[Start Records]
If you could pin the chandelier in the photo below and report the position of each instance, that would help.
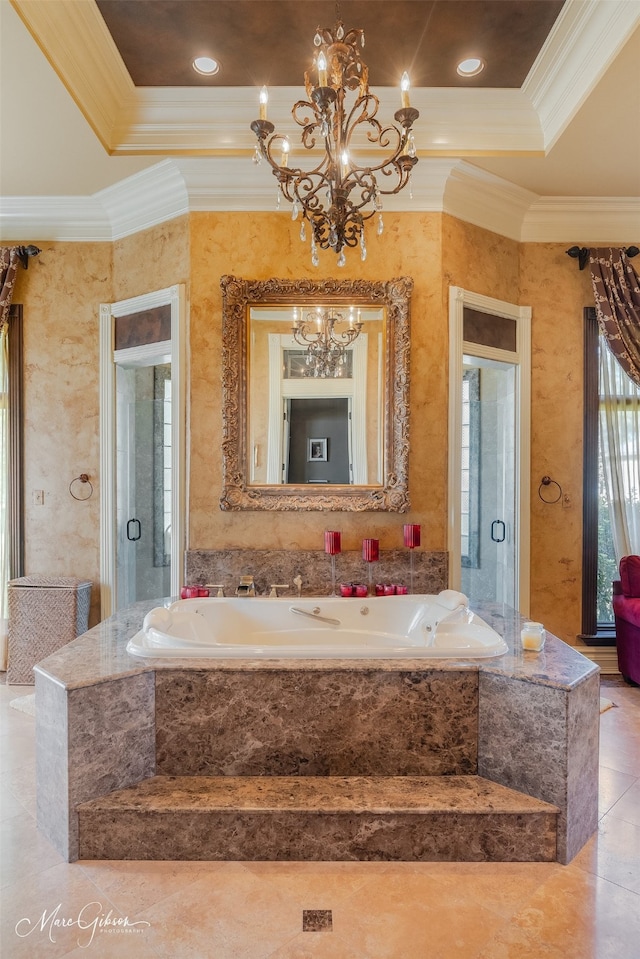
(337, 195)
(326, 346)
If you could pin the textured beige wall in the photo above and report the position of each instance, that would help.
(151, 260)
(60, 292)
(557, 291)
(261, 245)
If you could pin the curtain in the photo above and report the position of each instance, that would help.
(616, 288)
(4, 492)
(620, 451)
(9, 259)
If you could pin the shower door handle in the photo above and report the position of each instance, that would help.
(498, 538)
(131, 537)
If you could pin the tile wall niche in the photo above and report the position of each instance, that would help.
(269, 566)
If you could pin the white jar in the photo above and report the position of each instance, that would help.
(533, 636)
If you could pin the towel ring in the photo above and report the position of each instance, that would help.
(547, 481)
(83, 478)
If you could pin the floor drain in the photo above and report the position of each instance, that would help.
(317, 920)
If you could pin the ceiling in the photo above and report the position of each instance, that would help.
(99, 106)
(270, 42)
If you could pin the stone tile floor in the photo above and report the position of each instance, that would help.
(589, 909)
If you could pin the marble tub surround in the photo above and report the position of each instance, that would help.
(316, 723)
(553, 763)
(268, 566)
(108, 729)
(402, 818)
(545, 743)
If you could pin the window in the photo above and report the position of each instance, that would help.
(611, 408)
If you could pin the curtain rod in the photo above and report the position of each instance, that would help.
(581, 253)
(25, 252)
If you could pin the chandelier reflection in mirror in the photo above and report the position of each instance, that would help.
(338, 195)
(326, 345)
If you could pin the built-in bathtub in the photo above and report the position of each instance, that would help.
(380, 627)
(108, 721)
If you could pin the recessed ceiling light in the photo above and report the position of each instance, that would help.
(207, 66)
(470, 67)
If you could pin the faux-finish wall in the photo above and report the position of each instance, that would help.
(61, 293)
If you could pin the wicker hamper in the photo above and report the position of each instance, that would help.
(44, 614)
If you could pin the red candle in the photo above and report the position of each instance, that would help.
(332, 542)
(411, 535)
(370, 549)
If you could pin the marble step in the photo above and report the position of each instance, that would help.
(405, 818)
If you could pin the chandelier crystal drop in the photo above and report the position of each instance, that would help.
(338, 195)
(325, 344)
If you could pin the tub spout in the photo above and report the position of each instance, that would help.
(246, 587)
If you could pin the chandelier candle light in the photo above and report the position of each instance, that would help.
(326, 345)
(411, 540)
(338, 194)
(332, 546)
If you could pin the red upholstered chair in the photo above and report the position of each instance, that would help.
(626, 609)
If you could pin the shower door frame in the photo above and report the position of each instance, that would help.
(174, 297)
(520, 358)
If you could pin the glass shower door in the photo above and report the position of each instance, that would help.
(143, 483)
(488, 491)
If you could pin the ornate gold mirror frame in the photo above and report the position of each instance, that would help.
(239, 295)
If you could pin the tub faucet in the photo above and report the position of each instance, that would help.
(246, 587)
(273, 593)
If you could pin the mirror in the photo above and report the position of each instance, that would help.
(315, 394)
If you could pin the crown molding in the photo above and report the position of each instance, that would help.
[End Records]
[Start Records]
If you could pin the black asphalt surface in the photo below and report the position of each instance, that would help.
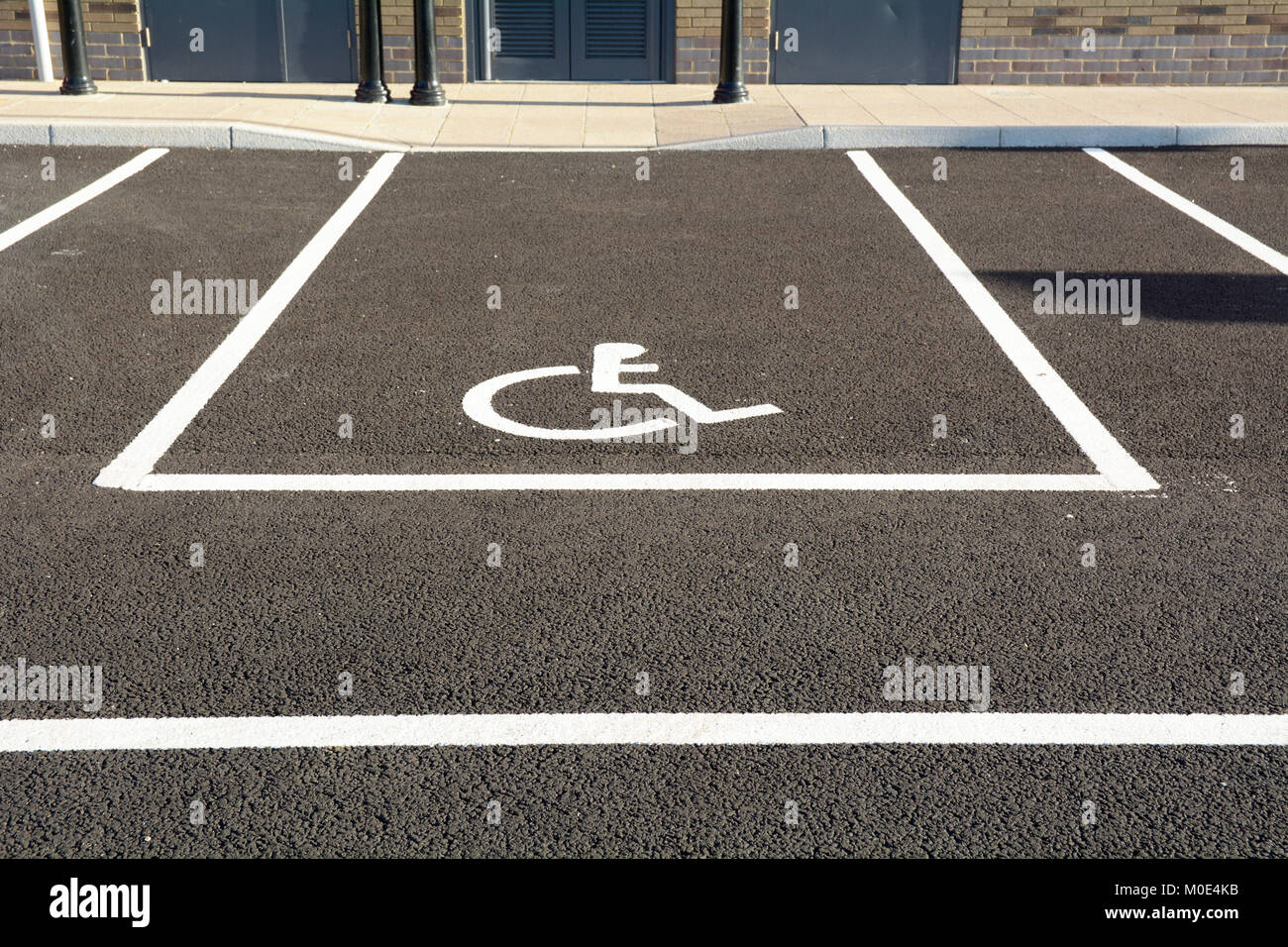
[End Records]
## Work required
Report every line of the records that contains the string "light", matching case.

## Exercise result
If you could pin the recessed ceiling light in the photo above and report the position of each instance, that would help.
If you could pin the chandelier candle light in the photo above and report the position of each instance, that would help.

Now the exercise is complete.